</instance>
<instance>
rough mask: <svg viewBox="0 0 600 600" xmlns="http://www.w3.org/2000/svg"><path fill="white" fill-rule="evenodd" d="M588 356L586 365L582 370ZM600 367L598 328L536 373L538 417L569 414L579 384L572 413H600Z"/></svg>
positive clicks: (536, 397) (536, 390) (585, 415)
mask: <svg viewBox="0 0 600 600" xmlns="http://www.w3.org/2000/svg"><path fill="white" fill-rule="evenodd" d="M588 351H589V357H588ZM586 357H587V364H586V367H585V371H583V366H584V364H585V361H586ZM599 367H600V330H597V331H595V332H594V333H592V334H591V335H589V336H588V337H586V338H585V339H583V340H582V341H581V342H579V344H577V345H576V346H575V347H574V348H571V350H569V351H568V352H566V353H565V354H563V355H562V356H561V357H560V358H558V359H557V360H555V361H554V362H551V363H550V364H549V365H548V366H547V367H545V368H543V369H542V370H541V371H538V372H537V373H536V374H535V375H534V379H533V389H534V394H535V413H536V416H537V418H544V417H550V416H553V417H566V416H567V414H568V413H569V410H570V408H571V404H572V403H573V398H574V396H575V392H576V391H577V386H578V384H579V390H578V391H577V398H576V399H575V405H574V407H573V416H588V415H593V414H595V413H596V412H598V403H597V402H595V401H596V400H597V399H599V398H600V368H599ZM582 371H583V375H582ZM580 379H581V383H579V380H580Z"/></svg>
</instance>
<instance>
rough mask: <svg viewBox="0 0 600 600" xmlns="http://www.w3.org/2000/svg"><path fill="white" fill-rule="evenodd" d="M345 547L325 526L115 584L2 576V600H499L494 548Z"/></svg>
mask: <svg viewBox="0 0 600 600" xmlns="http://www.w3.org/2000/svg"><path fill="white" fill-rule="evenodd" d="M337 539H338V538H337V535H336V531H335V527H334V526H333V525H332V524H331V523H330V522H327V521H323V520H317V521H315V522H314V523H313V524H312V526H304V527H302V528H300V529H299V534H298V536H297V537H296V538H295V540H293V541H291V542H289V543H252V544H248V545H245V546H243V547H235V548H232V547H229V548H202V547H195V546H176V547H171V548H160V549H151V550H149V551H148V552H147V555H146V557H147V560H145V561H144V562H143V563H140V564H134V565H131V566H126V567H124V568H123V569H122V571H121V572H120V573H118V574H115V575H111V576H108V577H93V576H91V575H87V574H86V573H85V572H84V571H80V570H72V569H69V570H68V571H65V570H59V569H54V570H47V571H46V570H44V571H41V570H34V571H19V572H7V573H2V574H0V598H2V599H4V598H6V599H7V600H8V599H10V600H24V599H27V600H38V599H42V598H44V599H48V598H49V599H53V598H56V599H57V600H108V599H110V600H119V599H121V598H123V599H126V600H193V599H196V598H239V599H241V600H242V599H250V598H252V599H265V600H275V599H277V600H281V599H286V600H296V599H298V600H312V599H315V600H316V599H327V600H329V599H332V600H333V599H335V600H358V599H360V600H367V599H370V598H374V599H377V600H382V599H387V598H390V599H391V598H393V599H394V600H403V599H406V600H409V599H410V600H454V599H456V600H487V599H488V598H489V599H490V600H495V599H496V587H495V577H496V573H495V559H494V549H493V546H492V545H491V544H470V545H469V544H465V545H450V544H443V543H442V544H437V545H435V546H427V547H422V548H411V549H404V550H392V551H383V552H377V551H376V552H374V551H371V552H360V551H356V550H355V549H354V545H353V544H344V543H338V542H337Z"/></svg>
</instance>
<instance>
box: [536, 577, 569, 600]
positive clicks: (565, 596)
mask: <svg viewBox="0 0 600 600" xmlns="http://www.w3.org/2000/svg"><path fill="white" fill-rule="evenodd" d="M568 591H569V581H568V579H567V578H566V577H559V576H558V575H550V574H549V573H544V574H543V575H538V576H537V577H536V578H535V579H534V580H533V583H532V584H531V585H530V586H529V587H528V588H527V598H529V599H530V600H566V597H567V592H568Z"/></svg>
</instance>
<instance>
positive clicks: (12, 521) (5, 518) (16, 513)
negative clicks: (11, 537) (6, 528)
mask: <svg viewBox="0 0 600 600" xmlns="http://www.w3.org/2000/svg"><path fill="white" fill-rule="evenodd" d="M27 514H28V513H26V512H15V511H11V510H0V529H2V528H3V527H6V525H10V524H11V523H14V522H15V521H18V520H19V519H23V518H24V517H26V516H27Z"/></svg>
---
### [Problem description]
Reproduce the material above exactly, beginning at its first line and ending with the line that holds "356L586 365L582 370ZM600". Include nothing else.

### [Solution to the exercise]
</instance>
<instance>
rough mask: <svg viewBox="0 0 600 600" xmlns="http://www.w3.org/2000/svg"><path fill="white" fill-rule="evenodd" d="M588 356L586 365L582 370ZM600 367L598 328L536 373L538 417L569 414L579 384L572 413H600Z"/></svg>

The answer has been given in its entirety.